>> begin Data listing

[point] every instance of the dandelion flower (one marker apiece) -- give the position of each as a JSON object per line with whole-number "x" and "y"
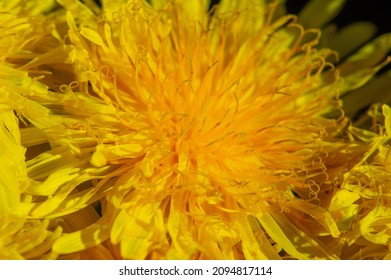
{"x": 194, "y": 133}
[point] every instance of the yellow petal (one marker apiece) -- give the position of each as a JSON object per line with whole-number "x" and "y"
{"x": 83, "y": 239}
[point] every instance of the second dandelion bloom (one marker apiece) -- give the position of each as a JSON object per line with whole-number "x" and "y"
{"x": 198, "y": 133}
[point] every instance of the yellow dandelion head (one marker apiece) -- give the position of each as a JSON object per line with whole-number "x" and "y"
{"x": 172, "y": 129}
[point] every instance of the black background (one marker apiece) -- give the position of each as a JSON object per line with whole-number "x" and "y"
{"x": 377, "y": 11}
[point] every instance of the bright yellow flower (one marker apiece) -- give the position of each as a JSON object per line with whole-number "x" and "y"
{"x": 188, "y": 133}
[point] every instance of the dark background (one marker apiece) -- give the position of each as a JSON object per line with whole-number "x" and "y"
{"x": 377, "y": 11}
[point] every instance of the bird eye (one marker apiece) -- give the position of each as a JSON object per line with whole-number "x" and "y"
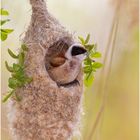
{"x": 77, "y": 50}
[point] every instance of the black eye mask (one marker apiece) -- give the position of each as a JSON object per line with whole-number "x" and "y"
{"x": 76, "y": 50}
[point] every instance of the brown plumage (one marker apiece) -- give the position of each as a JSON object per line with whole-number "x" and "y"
{"x": 46, "y": 111}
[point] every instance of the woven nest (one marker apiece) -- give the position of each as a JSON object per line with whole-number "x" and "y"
{"x": 46, "y": 111}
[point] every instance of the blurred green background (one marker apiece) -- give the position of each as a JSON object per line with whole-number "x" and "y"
{"x": 119, "y": 119}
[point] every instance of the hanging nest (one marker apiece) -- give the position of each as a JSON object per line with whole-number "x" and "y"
{"x": 46, "y": 111}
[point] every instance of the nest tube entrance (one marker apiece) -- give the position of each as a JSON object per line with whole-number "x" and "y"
{"x": 46, "y": 111}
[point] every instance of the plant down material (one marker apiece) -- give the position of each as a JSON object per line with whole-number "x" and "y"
{"x": 18, "y": 77}
{"x": 46, "y": 111}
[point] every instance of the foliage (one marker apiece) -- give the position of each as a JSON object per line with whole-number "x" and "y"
{"x": 18, "y": 77}
{"x": 90, "y": 66}
{"x": 4, "y": 32}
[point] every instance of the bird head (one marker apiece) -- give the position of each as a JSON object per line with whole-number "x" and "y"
{"x": 76, "y": 51}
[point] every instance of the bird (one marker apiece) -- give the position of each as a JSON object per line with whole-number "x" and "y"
{"x": 64, "y": 64}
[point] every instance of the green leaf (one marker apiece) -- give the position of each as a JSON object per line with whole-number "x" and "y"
{"x": 21, "y": 58}
{"x": 4, "y": 21}
{"x": 88, "y": 82}
{"x": 7, "y": 96}
{"x": 3, "y": 36}
{"x": 29, "y": 79}
{"x": 7, "y": 31}
{"x": 12, "y": 54}
{"x": 89, "y": 47}
{"x": 4, "y": 12}
{"x": 95, "y": 55}
{"x": 82, "y": 40}
{"x": 87, "y": 69}
{"x": 97, "y": 65}
{"x": 24, "y": 47}
{"x": 16, "y": 67}
{"x": 10, "y": 69}
{"x": 87, "y": 39}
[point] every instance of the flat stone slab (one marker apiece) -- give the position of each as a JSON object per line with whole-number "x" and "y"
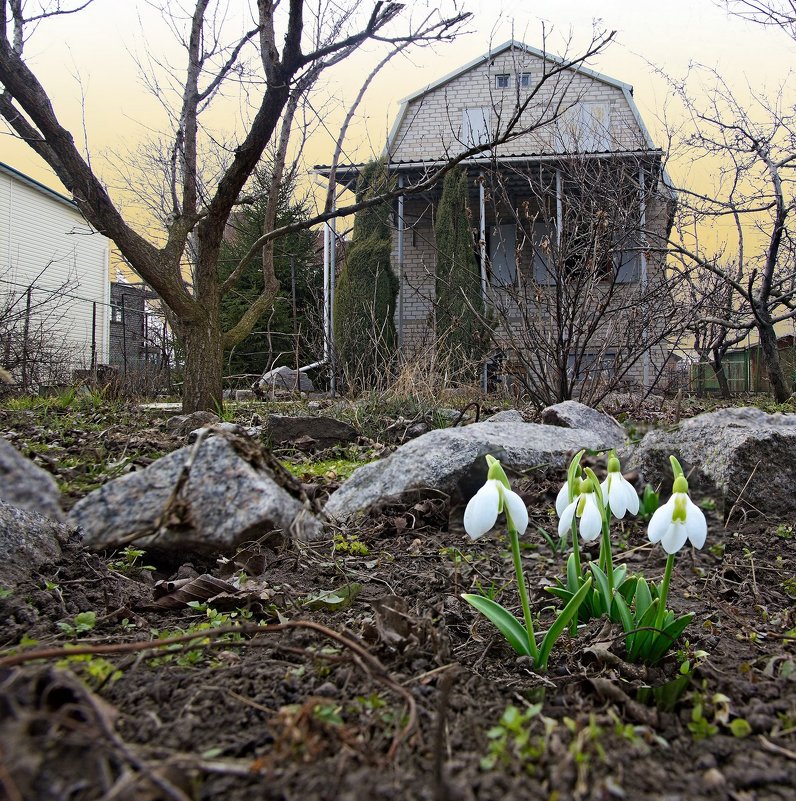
{"x": 324, "y": 431}
{"x": 742, "y": 454}
{"x": 230, "y": 497}
{"x": 451, "y": 461}
{"x": 25, "y": 485}
{"x": 571, "y": 414}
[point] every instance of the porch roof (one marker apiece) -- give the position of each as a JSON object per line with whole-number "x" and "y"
{"x": 424, "y": 171}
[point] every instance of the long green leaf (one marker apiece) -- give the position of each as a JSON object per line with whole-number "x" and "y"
{"x": 643, "y": 597}
{"x": 628, "y": 589}
{"x": 601, "y": 582}
{"x": 560, "y": 592}
{"x": 668, "y": 638}
{"x": 560, "y": 623}
{"x": 504, "y": 621}
{"x": 623, "y": 612}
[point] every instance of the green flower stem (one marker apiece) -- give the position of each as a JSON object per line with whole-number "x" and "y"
{"x": 663, "y": 594}
{"x": 573, "y": 626}
{"x": 605, "y": 550}
{"x": 526, "y": 609}
{"x": 576, "y": 548}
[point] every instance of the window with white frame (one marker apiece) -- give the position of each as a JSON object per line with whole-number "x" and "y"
{"x": 475, "y": 126}
{"x": 503, "y": 254}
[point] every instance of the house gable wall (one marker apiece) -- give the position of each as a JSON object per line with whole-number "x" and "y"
{"x": 46, "y": 244}
{"x": 431, "y": 126}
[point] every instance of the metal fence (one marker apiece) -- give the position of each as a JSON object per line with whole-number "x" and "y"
{"x": 46, "y": 333}
{"x": 745, "y": 370}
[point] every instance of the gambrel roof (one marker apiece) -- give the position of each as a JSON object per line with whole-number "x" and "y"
{"x": 442, "y": 96}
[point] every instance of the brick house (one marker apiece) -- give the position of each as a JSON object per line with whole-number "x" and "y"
{"x": 568, "y": 205}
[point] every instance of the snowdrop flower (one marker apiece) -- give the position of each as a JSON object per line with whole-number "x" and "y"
{"x": 492, "y": 499}
{"x": 584, "y": 506}
{"x": 678, "y": 520}
{"x": 618, "y": 493}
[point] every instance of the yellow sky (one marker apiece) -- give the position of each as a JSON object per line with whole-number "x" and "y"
{"x": 98, "y": 48}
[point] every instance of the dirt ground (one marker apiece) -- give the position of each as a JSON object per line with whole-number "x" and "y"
{"x": 352, "y": 668}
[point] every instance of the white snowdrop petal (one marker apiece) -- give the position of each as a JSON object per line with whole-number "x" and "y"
{"x": 591, "y": 522}
{"x": 660, "y": 521}
{"x": 674, "y": 538}
{"x": 562, "y": 499}
{"x": 566, "y": 518}
{"x": 631, "y": 497}
{"x": 616, "y": 497}
{"x": 695, "y": 524}
{"x": 514, "y": 507}
{"x": 481, "y": 512}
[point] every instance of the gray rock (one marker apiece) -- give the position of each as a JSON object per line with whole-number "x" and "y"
{"x": 26, "y": 485}
{"x": 324, "y": 431}
{"x": 571, "y": 414}
{"x": 27, "y": 541}
{"x": 731, "y": 452}
{"x": 450, "y": 461}
{"x": 222, "y": 428}
{"x": 229, "y": 498}
{"x": 285, "y": 379}
{"x": 508, "y": 416}
{"x": 183, "y": 424}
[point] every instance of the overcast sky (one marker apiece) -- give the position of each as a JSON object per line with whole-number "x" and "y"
{"x": 98, "y": 46}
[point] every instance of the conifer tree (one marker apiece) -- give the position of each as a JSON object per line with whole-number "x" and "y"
{"x": 364, "y": 305}
{"x": 459, "y": 305}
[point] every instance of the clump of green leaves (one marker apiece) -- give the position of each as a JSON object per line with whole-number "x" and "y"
{"x": 350, "y": 544}
{"x": 82, "y": 623}
{"x": 514, "y": 738}
{"x": 127, "y": 561}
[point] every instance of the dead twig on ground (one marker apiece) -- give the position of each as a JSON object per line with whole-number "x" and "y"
{"x": 360, "y": 654}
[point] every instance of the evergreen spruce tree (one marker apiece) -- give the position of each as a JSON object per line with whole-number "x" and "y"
{"x": 459, "y": 305}
{"x": 366, "y": 292}
{"x": 272, "y": 342}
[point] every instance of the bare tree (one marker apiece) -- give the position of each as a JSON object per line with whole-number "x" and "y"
{"x": 750, "y": 150}
{"x": 774, "y": 14}
{"x": 315, "y": 37}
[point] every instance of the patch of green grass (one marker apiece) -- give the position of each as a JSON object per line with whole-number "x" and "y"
{"x": 330, "y": 468}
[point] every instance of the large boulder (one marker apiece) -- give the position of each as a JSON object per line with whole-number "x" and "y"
{"x": 571, "y": 414}
{"x": 27, "y": 541}
{"x": 451, "y": 461}
{"x": 744, "y": 455}
{"x": 26, "y": 485}
{"x": 231, "y": 496}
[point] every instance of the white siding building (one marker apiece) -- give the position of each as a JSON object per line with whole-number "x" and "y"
{"x": 54, "y": 285}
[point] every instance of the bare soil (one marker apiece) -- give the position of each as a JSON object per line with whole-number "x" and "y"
{"x": 357, "y": 671}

>> end Data listing

§ What to work on
Format everything from the line containing "[point] every instance of the dead" down to the end of the listing as a two-column CSV headed input and output. Give one row for each [point] line, with the coordinate lines that follow it in the second column; quote every field and turn line breaks into spaces.

§ Task result
input,output
"[point] every instance of the dead twig on ground (one marker apiece) -- give the position of each as a JSON object per line with whole-number ""x"" and ""y""","{""x"": 360, ""y"": 654}"
"[point] every instance of the evergreen spruce tree (one marker apiece) -- give the position of each as a JSON object per line with whole-number ""x"" and ""y""","{""x"": 459, ""y"": 305} {""x"": 366, ""y"": 292} {""x"": 272, ""y"": 342}"
"[point] every instance of the bare tree (one marker apiece) -- give the position of each as a JSON object per line with whole-number ""x"" and ""y""","{""x"": 750, ""y"": 150} {""x"": 774, ""y"": 14} {""x"": 315, ""y"": 37}"
"[point] every instance of the patch of green grass (one marker apiece) -- give the position of each as a JSON object per line with whole-number ""x"" and ""y""","{""x"": 330, ""y"": 468}"
"[point] every instance of the large boulder (one marker apiece) -- give the position of each as a JSON object per line with whole-number ""x"" and ""y""","{""x"": 571, ""y"": 414} {""x"": 27, ""y"": 541} {""x"": 451, ""y"": 461} {""x"": 744, ""y"": 455} {""x"": 26, ""y"": 485} {""x"": 231, ""y"": 496}"
"[point] every instance of the white siding building (one marker apiece) -- give the position of each as a JSON object per line with whole-number ""x"" and ""y""","{""x"": 54, ""y"": 285}"
"[point] every instance of the bare soil (one marker apiece) -- give the position of each as a JSON object per line with whole-number ""x"" and ""y""","{""x"": 357, ""y"": 671}"